___ INPUT
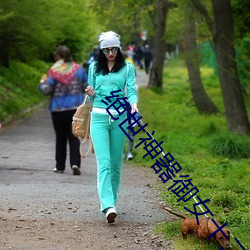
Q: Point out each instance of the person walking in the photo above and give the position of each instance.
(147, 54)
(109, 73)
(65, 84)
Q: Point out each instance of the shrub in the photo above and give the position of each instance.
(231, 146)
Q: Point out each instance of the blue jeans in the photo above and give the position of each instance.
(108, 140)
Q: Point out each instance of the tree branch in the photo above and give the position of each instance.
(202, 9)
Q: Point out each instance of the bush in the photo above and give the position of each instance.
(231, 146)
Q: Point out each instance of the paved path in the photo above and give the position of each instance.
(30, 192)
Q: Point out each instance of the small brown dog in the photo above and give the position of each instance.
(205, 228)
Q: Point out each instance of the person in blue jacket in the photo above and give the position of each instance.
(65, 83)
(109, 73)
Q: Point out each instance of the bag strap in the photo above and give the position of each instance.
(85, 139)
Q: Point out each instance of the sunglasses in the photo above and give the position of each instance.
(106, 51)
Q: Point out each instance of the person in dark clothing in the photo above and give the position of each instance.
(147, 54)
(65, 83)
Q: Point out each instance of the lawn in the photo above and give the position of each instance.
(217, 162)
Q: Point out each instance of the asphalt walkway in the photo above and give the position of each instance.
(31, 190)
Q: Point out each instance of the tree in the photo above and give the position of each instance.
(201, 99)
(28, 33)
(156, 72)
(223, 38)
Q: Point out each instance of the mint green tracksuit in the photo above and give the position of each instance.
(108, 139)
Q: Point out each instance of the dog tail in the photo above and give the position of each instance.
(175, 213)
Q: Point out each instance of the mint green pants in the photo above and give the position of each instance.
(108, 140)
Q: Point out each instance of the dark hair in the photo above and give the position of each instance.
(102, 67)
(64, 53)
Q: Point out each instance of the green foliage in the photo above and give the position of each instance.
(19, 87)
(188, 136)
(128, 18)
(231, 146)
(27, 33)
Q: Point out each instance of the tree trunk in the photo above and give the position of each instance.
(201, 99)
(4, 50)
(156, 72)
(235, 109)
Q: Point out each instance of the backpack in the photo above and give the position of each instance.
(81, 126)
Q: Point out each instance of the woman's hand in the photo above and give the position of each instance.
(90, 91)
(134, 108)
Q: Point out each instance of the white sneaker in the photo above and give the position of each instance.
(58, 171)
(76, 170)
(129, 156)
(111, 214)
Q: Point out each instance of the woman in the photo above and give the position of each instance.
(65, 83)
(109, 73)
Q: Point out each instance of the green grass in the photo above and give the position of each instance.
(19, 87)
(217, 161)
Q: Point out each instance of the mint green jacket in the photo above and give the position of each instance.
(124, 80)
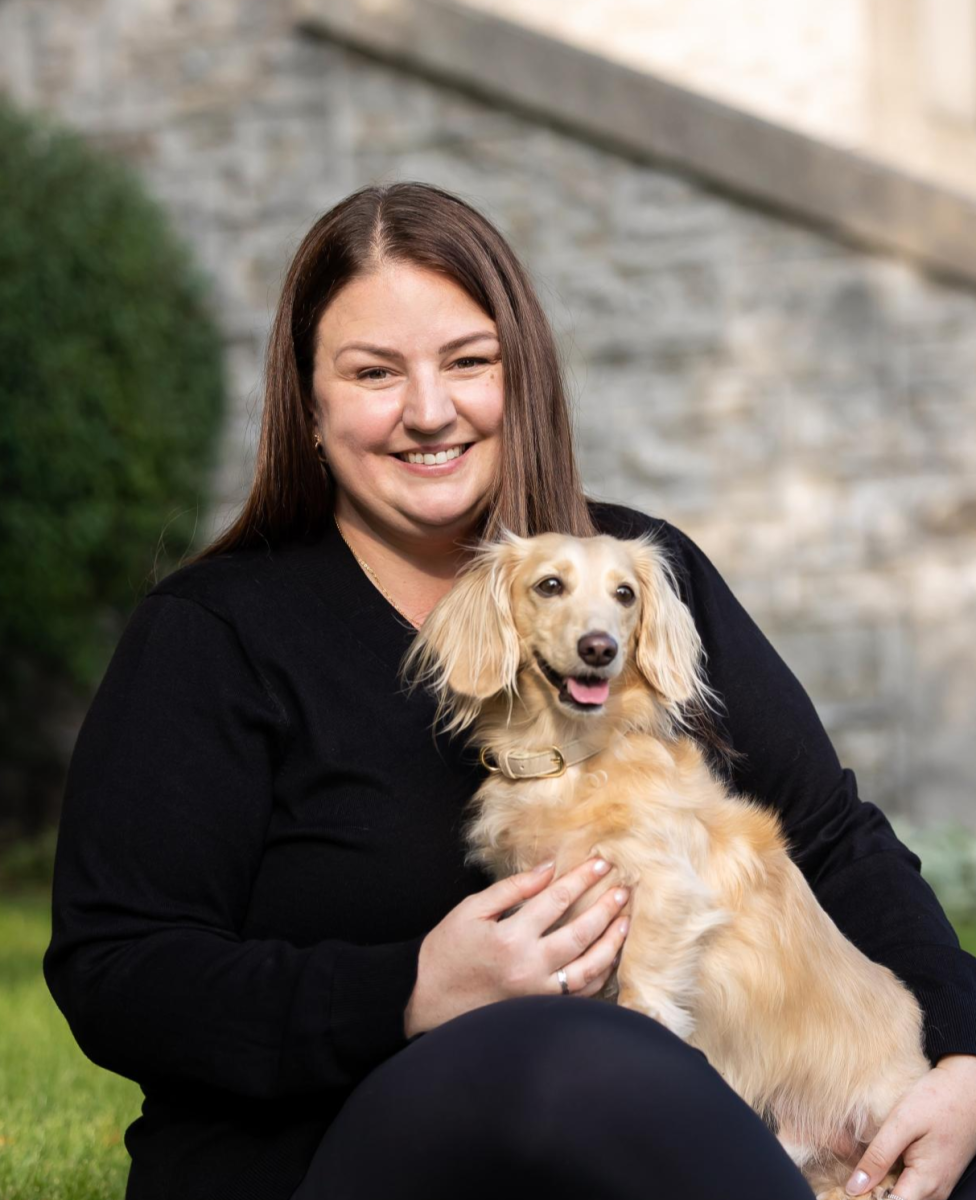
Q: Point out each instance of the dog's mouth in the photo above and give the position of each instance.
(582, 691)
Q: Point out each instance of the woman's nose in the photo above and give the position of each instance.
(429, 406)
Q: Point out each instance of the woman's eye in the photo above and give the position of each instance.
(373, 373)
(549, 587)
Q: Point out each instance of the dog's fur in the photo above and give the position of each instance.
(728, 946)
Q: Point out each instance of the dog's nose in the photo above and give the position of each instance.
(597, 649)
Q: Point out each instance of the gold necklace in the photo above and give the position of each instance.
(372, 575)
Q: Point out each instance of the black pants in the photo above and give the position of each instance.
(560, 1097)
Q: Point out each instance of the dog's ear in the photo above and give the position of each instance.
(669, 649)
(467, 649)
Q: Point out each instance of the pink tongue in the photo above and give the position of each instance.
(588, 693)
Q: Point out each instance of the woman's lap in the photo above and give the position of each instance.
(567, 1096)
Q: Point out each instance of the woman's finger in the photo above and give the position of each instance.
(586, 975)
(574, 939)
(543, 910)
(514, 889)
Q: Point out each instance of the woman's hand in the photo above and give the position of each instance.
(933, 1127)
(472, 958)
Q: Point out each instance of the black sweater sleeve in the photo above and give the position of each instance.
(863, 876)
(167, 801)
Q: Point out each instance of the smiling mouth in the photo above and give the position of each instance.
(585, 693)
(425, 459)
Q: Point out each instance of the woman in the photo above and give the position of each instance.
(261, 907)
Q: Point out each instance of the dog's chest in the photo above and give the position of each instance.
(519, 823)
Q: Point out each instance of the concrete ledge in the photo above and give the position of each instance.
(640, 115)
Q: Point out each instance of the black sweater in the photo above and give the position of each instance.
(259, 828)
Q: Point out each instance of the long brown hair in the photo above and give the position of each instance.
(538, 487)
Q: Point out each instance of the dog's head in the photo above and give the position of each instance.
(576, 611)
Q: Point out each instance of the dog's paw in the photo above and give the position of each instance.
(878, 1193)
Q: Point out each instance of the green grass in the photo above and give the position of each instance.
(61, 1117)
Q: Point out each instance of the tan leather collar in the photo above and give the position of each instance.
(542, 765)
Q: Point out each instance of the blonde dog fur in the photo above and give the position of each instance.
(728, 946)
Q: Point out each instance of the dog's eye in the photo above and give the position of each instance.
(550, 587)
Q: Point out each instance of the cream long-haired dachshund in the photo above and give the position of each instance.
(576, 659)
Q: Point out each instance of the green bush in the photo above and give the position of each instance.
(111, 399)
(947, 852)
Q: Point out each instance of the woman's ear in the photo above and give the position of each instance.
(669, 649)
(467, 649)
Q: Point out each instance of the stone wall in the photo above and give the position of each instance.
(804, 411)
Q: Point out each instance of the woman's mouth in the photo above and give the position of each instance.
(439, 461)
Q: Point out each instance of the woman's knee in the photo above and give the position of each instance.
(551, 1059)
______
- [TASK STATEMENT] Print each line of the material above exactly, with the pictures removed from your copy.

- [OUTPUT FOR THIS TASK]
Q: Point out each instance of the person walking in the photo above and give the position of each instance.
(147, 54)
(109, 73)
(65, 84)
Q: Point out each instance of the shrub in the photo above and give the position of each instance.
(231, 146)
Q: Point out each instance of the blue jeans in the photo above and give the position of each instance.
(108, 140)
Q: Point out each instance of the tree branch in the photo above and give the position of each instance.
(202, 9)
Q: Point out each instance of the bush in the photo above and give the position of each instance.
(231, 146)
Q: Point out each instance of the paved path in the photo above and give the position of each instance.
(30, 192)
Q: Point out each instance of the small brown dog in the photo above and give the position of each instance.
(205, 228)
Q: Point out each instance of the person in blue jacket in the photo above and give the position of each instance.
(65, 83)
(109, 73)
Q: Point out each instance of the bag strap in the photo above and give the position of each instance.
(85, 139)
Q: Point out each instance of the sunglasses in the photo above and give the position of each instance.
(106, 51)
Q: Point out each instance of the person in dark clothing in the photo above and give the position of each instance.
(147, 54)
(65, 83)
Q: Point out each instance of the lawn in the photo above and give the position of each instance.
(217, 162)
Q: Point out each instance of the asphalt walkway in the photo above and give the position of each instance.
(31, 190)
Q: Point out each instance of the tree in the photo above and give the position of each instance.
(201, 99)
(28, 33)
(156, 72)
(223, 38)
Q: Point out each instance of the mint green tracksuit in the photo above and give the position of each instance.
(108, 139)
Q: Point out each instance of the dog tail in the photo above and give the position of each instance.
(175, 213)
Q: Point out each instance of the mint green pants in the photo above and give the position of each instance.
(108, 140)
Q: Point out each instance of the dark hair in the photo above and give the position of each instance.
(102, 67)
(64, 53)
Q: Point out each instance of the green foliage in the photo above and give the position of each instance.
(19, 87)
(188, 136)
(128, 18)
(231, 146)
(27, 33)
Q: Point out each instance of the tree trunk in the photo above and give the position of each instance.
(201, 99)
(4, 50)
(156, 72)
(235, 109)
Q: Point out each instance of the backpack in the photo above and give the position of each instance.
(81, 126)
Q: Point out each instance of the woman's hand in the photo above and give the position of each instance.
(90, 91)
(134, 108)
Q: Point out each instance of the white sneaker in the photo above and give the position of each instance.
(58, 171)
(76, 170)
(129, 156)
(111, 214)
Q: Point out each instance of the woman in the photo above and give the position of each instance.
(65, 83)
(109, 73)
Q: Point out each instance of the green grass in the photo above and give the position of each instance.
(19, 87)
(217, 161)
Q: Point out each instance of the mint green jacket in the photo above and give the position of each instance.
(124, 80)
Q: Point out each instance of the dog's mouth in the photo above and give the position of each instance.
(582, 691)
Q: Point out each instance of the woman's nose in the photo above and give the position of each instance.
(429, 406)
Q: Point out each instance of the woman's eye in the photo above and give the position of each instance.
(373, 373)
(549, 587)
Q: Point out each instance of the dog's fur in the photo above and give the position of each instance.
(728, 946)
Q: Point out each instance of the dog's nose in the photo above and give the position of each instance.
(597, 649)
Q: Point out each instance of the gold necklace in the photo above and give the position of each instance.
(372, 575)
Q: Point out each instance of the black pants in the photo above and give the position of each instance.
(560, 1097)
Q: Point out each instance of the dog's ear in the photo above and give the position of each instance.
(669, 649)
(467, 649)
Q: Point out each instance of the pink tongue in the photo above and give the position of each instance.
(588, 693)
Q: Point out each instance of the woman's lap in the photo above and give the position of each instance.
(567, 1096)
Q: Point out each instance of the woman's finger in the photo above and give the position of each instance.
(586, 975)
(574, 939)
(543, 910)
(514, 889)
Q: Point out each instance of the woman's hand in the photo above and give the position of each instance.
(933, 1127)
(472, 958)
Q: Point out each instance of the black sweater sleeve in the photo above and give the position of each instance.
(863, 876)
(167, 801)
Q: Point out each instance of the smiling mouth in the photo above and give the position of each instance.
(585, 693)
(425, 459)
Q: Point out each instance of the woman in the photo above and give the position of each instance.
(261, 907)
Q: Point out each instance of the dog's chest in the photo above and give the position of each instance.
(519, 823)
Q: Point out each instance of the concrete ledge in the photo above and give the position of each instance.
(640, 115)
Q: Point out each instance of the black sweater in the photo above and give the position of each instance.
(259, 828)
Q: Point out each instance of the long brown hair in the photo above and give the position of each instance.
(538, 487)
Q: Point out each instance of the dog's head in the photo above and give the position of each instance.
(576, 611)
Q: Point out each instance of the dog's paw in the photo above and give the position of each instance.
(878, 1193)
Q: Point out each instance of the green grass in the photo above and give the position of each instance.
(61, 1117)
Q: Point out each instance of the tan leather collar in the photo above and give the position of each instance.
(542, 765)
Q: Point out each instance of the blonde dog fur in the photo above and give the position of each instance.
(728, 946)
Q: Point out each instance of the dog's eye in the photo above and give the position of each instance.
(550, 587)
Q: Point out each instance of the cream long-haired dachshund in the photo above and give the position of each instance.
(576, 659)
Q: Point out each instance of the green bush in the photo above and give the position of each instance.
(111, 399)
(947, 852)
Q: Point out each instance of the woman's ear in the photo above and give the position of each instance.
(669, 649)
(467, 649)
Q: Point out each instance of the stone wall in the photo above and give the position of each instance.
(804, 411)
Q: Point out each instance of the woman's mouth in the photo above and give the position of each instance.
(439, 461)
Q: Point out each instance of the woman's knee in the photo above and give the position of each instance.
(551, 1059)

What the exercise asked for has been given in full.